* _Data extract_
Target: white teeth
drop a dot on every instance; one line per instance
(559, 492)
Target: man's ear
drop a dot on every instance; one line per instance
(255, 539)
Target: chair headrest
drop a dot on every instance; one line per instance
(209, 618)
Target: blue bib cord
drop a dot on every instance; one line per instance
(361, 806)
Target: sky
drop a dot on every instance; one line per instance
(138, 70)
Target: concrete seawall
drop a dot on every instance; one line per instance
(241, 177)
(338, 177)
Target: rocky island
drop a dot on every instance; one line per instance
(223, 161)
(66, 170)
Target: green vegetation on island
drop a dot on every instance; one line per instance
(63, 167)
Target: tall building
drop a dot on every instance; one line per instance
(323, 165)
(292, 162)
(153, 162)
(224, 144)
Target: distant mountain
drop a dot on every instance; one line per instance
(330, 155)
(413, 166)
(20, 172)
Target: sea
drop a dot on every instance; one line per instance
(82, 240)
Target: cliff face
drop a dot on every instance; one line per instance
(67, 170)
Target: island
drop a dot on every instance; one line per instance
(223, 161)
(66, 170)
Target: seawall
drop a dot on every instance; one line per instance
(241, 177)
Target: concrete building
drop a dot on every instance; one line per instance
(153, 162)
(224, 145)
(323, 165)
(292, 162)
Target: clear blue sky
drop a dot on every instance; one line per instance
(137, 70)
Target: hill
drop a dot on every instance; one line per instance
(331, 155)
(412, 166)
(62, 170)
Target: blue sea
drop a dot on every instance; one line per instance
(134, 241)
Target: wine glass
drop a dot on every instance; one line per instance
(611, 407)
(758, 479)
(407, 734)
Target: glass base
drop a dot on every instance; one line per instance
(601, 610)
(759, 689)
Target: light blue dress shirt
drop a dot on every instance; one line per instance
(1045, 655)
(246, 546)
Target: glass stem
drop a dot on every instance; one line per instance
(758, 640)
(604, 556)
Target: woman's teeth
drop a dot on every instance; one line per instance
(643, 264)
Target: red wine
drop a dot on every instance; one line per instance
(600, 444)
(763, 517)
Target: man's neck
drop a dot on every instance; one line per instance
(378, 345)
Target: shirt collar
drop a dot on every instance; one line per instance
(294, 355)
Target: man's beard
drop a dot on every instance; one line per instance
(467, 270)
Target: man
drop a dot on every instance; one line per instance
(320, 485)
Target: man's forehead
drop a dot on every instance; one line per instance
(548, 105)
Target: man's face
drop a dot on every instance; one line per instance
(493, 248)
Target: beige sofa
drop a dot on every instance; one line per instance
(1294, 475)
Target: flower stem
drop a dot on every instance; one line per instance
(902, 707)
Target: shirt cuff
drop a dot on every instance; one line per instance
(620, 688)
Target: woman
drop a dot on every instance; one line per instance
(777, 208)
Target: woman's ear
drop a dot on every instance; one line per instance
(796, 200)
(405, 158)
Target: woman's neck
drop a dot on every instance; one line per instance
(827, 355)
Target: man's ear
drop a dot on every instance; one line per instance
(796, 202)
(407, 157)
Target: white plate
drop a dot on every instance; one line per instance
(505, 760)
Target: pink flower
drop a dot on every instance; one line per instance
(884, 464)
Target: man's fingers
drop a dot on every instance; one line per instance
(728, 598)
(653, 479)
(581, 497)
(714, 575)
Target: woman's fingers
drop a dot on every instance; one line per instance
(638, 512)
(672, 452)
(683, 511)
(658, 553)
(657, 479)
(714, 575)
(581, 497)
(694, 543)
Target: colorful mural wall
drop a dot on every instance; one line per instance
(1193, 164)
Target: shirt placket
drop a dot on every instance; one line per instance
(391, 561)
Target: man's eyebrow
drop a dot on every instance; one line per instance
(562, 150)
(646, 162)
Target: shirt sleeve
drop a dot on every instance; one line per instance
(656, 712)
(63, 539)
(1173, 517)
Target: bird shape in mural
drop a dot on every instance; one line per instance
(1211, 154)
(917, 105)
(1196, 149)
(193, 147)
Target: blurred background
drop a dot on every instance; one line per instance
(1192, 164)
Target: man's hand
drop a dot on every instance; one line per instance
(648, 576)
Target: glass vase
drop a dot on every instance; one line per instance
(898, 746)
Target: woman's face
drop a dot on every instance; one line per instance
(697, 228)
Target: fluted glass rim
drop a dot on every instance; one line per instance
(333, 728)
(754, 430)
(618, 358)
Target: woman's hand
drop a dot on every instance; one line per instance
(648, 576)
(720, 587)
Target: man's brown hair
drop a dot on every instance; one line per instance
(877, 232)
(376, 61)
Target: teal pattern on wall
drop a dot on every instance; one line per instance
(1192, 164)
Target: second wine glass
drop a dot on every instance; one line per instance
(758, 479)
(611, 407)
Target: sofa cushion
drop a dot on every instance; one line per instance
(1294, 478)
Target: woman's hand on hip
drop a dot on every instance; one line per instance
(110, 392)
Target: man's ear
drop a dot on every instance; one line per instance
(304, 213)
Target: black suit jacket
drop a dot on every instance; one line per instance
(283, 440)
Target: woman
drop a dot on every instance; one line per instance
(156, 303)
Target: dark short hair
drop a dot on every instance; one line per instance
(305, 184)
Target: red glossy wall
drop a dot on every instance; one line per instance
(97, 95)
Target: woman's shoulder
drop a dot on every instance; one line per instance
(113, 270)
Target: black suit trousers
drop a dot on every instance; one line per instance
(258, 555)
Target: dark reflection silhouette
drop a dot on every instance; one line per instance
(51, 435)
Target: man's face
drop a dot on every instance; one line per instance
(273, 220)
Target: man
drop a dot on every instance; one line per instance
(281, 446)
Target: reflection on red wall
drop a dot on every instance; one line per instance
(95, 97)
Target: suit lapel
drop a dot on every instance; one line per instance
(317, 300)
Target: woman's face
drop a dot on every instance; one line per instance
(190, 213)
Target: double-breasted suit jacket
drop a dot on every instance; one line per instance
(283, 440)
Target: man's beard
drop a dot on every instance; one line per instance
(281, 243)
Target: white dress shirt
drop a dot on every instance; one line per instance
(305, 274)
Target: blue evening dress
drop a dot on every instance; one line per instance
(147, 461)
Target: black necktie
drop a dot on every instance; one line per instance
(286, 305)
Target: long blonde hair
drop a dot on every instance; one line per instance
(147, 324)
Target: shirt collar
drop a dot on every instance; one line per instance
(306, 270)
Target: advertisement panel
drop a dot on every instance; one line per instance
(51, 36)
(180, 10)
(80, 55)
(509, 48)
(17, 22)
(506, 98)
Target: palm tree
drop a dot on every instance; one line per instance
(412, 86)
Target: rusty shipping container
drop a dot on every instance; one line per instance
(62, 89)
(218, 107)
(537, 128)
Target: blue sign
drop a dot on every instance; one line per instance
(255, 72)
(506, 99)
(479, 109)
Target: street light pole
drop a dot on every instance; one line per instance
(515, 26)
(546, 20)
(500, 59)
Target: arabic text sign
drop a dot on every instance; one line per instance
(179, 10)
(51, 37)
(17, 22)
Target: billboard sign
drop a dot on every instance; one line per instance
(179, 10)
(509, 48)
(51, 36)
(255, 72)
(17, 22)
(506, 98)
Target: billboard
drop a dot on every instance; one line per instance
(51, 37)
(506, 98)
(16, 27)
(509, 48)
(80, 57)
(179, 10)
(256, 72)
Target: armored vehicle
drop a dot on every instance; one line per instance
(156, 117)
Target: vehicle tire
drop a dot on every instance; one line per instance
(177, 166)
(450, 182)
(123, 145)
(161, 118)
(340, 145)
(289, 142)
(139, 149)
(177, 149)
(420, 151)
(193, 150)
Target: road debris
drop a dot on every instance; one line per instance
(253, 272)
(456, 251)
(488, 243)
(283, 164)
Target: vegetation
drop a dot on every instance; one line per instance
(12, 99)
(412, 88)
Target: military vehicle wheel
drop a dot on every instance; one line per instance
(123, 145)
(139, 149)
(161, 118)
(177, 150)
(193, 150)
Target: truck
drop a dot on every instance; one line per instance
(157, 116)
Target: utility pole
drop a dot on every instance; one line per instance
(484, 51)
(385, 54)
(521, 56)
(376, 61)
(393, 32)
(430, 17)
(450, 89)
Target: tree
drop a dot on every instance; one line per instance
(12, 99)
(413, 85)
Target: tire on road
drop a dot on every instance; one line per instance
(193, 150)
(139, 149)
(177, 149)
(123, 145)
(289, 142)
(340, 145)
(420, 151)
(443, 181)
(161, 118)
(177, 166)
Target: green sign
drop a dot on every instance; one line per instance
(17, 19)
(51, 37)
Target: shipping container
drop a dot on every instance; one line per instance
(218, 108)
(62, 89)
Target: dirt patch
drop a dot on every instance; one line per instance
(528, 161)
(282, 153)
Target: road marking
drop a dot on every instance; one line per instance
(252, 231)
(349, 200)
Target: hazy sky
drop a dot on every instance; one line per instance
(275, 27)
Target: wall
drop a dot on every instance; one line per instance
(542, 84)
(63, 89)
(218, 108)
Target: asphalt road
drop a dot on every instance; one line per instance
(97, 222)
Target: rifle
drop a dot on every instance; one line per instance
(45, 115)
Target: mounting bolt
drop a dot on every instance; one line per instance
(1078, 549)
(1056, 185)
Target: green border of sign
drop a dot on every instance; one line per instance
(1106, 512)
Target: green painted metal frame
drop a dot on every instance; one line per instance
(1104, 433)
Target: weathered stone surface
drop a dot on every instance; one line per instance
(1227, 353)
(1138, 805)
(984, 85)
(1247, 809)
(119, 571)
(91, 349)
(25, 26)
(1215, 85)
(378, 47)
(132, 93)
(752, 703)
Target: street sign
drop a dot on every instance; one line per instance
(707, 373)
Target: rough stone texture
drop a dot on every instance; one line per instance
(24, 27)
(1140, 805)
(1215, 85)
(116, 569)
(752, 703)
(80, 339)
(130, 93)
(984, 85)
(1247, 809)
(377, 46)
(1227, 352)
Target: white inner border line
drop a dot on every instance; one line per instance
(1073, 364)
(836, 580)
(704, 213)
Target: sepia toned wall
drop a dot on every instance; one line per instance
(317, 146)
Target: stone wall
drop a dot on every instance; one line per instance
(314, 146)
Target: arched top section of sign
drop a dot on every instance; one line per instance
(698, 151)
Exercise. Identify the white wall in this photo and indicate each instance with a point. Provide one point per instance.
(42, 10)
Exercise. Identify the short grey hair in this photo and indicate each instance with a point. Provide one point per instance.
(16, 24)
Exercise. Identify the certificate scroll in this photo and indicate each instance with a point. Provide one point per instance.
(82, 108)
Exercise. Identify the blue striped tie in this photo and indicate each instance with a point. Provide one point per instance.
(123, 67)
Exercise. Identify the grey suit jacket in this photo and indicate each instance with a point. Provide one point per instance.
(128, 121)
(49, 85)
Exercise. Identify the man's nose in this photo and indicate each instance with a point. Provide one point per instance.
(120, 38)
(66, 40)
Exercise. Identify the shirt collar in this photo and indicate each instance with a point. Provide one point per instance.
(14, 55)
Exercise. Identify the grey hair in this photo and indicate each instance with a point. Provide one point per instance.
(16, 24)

* _Instructions for the task_
Extract from the records above every line from the one containing "Exercise. Identify the blue" through the last line of the records, inclusive, and copy each line verbatim.

* _Finished answer_
Exercise. Identify the blue striped tie in this photo and indicate each instance with a point. Provide one point per instance.
(123, 67)
Exercise. Identify the grey suit jacket in this photo and indicate each instance with a point. Provide one point per instance.
(128, 121)
(49, 85)
Exercise. Identify the man's nose in this photo and indicate each instance with a point. Provide one point per instance.
(120, 38)
(66, 40)
Exercise. Identify the shirt collar in this photo and indicate each instance with a point. Provide one point per instance.
(14, 55)
Exercise. Identify the grey hair in this photo and indicate each instance with a point. Provide one point per instance.
(16, 24)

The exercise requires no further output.